DATA EXCERPTS:
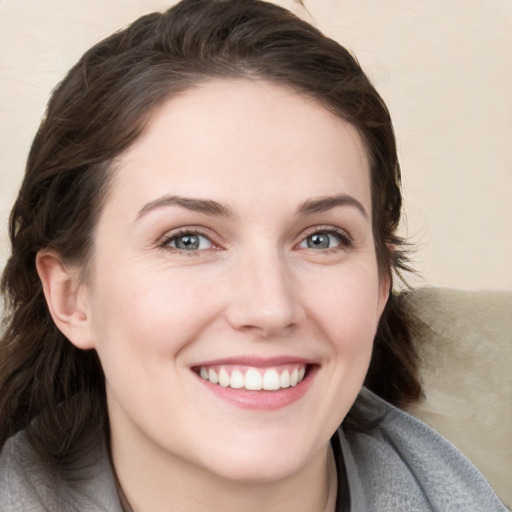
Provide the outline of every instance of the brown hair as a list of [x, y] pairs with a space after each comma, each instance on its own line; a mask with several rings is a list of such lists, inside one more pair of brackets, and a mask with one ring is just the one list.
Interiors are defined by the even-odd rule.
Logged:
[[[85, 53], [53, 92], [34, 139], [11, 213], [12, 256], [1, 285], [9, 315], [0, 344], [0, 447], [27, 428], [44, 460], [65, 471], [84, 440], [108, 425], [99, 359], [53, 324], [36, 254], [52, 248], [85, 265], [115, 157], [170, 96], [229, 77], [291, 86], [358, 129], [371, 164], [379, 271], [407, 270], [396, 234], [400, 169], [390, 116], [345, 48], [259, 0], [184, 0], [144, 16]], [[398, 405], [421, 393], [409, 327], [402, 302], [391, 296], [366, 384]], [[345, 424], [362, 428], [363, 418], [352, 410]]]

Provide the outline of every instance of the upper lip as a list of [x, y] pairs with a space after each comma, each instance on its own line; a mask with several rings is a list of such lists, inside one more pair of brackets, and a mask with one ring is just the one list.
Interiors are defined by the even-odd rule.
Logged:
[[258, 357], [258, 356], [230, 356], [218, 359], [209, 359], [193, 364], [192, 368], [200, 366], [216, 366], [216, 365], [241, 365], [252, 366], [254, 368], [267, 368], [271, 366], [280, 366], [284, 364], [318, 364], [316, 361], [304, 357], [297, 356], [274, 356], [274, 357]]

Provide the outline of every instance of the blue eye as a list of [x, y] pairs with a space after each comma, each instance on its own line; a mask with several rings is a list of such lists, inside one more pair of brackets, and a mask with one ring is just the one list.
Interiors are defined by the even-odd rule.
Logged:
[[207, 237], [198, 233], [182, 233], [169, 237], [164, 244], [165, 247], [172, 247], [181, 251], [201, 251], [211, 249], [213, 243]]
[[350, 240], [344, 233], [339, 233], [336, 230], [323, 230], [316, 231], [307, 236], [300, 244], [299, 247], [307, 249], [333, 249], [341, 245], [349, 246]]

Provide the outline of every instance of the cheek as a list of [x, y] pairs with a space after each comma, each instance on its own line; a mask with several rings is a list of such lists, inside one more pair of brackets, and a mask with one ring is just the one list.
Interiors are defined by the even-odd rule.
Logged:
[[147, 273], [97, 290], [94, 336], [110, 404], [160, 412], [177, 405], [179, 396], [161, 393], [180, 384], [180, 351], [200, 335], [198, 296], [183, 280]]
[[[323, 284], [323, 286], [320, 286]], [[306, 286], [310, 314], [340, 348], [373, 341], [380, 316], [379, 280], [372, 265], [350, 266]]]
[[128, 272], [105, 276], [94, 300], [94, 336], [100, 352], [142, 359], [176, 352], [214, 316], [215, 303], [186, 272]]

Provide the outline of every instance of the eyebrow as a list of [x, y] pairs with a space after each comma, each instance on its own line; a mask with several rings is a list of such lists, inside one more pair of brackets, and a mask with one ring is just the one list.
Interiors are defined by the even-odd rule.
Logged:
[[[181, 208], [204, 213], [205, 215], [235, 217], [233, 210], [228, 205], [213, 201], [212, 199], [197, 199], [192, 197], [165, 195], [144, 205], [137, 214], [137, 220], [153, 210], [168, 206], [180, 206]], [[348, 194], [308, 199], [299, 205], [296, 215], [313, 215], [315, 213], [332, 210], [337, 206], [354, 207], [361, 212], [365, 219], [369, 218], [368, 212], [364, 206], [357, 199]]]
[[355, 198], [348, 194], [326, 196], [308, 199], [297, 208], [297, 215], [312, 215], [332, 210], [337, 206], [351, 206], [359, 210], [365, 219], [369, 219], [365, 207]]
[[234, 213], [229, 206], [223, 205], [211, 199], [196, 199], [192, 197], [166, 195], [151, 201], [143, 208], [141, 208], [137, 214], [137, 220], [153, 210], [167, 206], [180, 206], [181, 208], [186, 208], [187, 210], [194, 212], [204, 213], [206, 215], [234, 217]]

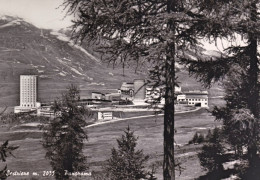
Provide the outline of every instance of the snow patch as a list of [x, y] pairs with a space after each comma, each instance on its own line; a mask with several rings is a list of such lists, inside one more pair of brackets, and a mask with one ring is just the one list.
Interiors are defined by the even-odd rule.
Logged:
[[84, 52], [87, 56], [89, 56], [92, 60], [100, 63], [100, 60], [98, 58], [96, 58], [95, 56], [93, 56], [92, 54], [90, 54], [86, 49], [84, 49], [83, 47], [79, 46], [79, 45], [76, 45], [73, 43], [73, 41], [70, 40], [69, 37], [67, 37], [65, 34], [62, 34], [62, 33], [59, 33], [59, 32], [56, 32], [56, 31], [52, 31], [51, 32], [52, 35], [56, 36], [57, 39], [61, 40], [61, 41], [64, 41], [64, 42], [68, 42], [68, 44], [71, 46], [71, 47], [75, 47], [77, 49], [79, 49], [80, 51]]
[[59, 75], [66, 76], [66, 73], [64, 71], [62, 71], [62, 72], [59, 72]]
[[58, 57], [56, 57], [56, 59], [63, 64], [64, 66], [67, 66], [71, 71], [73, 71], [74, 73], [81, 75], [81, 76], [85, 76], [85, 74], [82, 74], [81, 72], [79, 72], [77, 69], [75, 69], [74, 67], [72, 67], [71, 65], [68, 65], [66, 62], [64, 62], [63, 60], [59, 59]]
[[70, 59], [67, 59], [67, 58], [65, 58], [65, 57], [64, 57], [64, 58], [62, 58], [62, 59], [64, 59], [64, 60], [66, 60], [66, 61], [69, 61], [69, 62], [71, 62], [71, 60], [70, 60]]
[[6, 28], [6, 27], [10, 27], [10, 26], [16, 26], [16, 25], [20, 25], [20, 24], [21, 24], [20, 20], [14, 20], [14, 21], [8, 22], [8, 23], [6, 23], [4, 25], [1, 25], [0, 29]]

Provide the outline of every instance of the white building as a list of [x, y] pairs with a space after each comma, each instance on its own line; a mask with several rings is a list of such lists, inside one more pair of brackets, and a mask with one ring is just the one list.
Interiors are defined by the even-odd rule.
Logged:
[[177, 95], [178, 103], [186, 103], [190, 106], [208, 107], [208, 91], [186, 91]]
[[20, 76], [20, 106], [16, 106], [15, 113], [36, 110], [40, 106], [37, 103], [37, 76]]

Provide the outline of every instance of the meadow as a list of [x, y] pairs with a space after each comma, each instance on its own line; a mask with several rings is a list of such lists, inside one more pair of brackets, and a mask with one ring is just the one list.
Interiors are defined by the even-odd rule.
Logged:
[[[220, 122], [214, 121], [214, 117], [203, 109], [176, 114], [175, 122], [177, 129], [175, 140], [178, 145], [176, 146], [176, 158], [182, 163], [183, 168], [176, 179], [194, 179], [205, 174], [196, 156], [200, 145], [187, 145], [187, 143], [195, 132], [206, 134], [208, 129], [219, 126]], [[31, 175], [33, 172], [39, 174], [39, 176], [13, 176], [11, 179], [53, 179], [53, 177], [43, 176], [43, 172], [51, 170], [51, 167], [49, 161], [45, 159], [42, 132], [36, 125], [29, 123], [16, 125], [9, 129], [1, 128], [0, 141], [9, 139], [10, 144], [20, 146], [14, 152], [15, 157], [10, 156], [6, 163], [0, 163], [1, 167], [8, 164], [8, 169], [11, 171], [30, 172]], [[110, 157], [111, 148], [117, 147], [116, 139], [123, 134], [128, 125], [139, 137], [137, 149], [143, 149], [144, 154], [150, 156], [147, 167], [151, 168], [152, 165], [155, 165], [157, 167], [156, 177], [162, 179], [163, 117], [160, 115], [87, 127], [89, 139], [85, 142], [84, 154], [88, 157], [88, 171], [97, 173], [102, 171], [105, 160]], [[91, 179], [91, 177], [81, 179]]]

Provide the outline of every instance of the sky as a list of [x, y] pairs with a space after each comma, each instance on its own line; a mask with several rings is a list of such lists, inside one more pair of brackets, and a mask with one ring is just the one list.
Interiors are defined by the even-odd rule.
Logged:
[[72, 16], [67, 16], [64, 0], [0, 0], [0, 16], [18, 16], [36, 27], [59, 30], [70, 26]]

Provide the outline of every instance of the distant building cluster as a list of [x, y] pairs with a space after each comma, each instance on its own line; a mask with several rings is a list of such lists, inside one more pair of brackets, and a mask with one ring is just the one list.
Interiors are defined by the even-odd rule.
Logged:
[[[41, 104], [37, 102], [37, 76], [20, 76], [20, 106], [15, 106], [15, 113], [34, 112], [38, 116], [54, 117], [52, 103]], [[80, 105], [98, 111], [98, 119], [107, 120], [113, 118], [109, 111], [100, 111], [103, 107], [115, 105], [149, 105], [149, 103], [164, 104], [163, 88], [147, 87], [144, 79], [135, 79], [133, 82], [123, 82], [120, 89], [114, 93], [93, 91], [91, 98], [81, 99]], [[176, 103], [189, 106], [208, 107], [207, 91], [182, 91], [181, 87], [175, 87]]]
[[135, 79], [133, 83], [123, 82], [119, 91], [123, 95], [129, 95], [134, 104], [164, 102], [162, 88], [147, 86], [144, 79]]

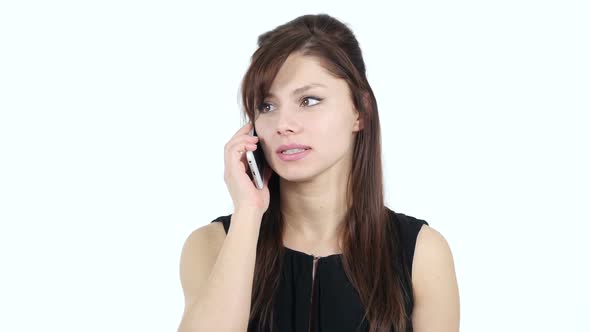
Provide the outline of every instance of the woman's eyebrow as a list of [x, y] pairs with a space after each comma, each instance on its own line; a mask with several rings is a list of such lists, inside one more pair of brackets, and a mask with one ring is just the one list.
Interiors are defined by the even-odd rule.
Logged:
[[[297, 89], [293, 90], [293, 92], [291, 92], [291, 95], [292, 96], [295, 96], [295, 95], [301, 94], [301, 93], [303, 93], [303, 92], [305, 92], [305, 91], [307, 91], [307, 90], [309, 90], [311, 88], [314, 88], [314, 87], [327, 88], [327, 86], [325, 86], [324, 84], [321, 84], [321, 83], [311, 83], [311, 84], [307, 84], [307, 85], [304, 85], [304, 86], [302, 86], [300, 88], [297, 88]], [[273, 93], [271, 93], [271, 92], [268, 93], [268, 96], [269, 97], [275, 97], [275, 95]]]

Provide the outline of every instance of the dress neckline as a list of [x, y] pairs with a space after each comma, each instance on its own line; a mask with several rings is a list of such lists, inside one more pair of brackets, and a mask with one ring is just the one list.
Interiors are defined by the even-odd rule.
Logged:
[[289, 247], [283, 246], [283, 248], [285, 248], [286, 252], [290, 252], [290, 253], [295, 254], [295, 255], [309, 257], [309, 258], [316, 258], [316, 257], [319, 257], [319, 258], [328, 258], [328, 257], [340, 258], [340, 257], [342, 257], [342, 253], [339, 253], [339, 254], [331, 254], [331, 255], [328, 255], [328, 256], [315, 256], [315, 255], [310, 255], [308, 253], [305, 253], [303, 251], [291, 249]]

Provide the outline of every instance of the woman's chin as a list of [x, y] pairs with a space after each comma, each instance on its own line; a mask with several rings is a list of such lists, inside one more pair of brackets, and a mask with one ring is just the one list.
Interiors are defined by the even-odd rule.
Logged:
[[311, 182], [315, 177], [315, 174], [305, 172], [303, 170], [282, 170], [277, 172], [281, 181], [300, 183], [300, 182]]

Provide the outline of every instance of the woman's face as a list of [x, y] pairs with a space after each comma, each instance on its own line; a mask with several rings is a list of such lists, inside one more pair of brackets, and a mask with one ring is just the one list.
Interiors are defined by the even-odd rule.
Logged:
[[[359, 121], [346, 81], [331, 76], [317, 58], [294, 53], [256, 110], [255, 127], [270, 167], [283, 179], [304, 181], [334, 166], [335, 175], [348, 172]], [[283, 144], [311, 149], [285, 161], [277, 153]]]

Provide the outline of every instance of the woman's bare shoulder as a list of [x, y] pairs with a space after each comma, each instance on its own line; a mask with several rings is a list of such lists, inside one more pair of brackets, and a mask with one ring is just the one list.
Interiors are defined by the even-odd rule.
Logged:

ASSIGNMENT:
Please return a copy of each line in the entries that has the string "eyebrow".

EXERCISE ANSWER:
Provide the outline of every instance of the eyebrow as a list of [x, y] pairs with a space after each comma, each instance on its own line; a mask with several rings is a list of such lists, inside one more pair of brackets, and a mask with one ring is just the one list.
Provide the outline of every instance of the woman's eyebrow as a list of [x, y] pairs with a space after each comma, each instance on its own line; a mask with several rings is a list of such lists, inside one more pair of brackets, and a mask with one ring is just the one list.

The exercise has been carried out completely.